• [PROBLEMA]: Informe todas as linhas do material em que aparece a palavra "grateful", copiando cada uma delas por inteiro. Leve em conta a diferença entre letras maiúsculas e minúsculas.

• [MATERIAL FORNECIDO]:

------------------------

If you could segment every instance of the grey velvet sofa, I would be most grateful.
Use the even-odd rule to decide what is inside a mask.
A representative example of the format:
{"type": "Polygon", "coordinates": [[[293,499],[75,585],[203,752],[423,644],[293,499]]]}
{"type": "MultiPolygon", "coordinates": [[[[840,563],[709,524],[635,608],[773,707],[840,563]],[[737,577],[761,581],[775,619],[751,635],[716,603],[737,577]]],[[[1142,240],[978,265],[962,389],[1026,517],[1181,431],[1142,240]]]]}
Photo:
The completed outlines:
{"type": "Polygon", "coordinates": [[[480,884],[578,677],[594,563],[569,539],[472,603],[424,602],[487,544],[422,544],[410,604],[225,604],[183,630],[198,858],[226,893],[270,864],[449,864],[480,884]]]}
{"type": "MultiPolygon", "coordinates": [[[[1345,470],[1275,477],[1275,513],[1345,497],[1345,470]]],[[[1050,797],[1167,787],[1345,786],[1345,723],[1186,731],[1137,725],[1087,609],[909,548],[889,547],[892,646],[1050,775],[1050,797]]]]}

------------------------

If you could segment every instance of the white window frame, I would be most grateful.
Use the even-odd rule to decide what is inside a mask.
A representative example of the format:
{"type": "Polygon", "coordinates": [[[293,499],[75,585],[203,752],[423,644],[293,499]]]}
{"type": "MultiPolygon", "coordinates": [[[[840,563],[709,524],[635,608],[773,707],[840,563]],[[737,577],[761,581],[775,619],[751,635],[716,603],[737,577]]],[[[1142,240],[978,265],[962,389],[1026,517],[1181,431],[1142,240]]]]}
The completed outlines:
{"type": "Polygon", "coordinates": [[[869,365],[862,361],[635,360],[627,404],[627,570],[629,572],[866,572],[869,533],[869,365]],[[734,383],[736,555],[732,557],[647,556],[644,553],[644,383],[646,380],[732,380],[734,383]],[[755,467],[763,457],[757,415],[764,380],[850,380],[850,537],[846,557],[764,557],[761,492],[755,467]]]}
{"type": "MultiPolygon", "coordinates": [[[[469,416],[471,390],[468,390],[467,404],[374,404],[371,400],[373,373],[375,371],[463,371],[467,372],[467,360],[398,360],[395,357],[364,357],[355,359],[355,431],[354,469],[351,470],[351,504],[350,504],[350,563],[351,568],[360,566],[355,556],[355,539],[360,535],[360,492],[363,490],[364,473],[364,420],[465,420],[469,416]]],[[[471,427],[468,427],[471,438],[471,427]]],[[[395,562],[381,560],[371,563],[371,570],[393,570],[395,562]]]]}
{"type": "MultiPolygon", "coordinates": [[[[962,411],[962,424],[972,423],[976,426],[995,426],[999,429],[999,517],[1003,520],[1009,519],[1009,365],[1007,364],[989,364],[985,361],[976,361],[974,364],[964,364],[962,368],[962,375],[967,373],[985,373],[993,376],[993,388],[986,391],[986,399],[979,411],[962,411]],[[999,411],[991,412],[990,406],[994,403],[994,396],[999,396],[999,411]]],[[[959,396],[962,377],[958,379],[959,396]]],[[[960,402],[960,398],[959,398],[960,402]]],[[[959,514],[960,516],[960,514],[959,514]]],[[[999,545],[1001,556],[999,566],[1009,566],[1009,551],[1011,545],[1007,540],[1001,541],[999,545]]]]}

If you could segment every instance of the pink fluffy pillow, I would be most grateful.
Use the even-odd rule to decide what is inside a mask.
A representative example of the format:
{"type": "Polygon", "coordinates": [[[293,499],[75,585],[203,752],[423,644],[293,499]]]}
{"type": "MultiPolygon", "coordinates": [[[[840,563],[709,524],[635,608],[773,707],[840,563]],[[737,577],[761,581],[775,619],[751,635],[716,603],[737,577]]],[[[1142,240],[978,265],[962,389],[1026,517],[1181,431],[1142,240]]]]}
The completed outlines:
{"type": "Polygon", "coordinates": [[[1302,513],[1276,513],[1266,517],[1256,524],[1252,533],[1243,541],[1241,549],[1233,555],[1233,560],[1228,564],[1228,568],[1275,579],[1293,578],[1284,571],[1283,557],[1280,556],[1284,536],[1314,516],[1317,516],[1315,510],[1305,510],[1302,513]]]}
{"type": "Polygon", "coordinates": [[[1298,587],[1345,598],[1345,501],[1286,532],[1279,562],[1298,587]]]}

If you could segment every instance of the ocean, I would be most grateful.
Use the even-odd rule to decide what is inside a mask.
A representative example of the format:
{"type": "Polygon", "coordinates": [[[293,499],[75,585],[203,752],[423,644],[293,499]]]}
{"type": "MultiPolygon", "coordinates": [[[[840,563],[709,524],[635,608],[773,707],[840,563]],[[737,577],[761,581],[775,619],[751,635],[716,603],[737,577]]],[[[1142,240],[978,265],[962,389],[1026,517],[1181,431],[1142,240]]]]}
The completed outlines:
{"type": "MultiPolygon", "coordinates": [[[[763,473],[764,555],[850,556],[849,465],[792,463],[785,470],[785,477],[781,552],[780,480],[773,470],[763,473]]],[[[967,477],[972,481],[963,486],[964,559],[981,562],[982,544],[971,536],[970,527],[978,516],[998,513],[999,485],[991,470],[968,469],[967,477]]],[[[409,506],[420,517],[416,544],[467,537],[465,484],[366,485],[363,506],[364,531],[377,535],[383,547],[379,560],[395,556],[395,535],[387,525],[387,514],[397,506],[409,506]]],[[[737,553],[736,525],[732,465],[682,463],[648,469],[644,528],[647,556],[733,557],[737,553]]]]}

------------------------

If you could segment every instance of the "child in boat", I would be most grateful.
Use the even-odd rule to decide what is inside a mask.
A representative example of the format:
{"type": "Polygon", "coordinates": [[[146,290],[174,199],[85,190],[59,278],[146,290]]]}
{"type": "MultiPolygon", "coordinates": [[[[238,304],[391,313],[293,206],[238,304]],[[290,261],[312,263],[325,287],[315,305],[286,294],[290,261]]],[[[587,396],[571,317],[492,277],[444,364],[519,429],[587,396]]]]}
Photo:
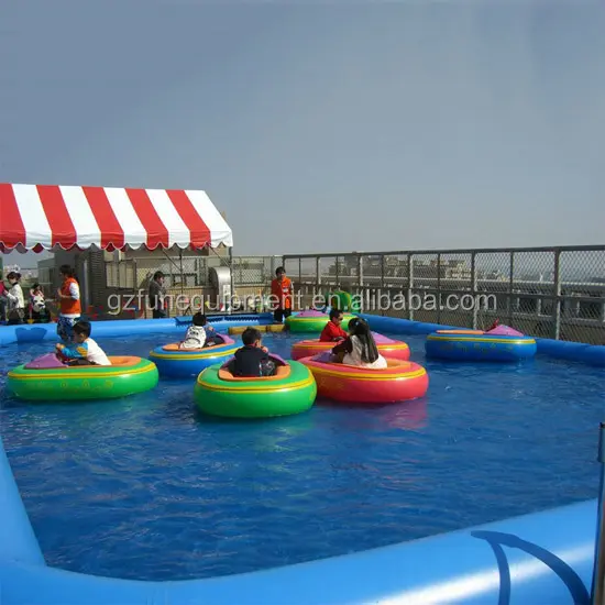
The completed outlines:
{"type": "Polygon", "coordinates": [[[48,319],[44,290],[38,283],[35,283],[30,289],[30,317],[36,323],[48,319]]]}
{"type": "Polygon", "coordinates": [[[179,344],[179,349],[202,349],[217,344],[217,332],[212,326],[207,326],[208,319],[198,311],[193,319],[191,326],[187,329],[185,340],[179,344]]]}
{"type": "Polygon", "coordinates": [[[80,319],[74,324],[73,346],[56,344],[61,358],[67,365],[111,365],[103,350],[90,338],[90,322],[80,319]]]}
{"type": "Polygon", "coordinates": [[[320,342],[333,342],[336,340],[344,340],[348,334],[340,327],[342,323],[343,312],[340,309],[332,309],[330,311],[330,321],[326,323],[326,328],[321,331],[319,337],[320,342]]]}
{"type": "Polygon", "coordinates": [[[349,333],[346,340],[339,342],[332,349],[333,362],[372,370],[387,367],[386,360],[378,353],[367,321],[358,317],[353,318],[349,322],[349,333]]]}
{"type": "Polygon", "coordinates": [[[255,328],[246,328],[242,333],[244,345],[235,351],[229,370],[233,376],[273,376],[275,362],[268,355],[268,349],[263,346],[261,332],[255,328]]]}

------------------------

• [RESULTADO DO EXERCÍCIO]:
If you could segment every instance of the grey velvet sofa, I would be most grateful.
If you could segment every instance of the white window frame, I would be most grateful.
If you could segment every instance of the pink fluffy pillow, I would be most grateful.
If you could segment every instance of the ocean, I would be most grateful.
If you could segment every instance of the "child in boat", I would be most grateful.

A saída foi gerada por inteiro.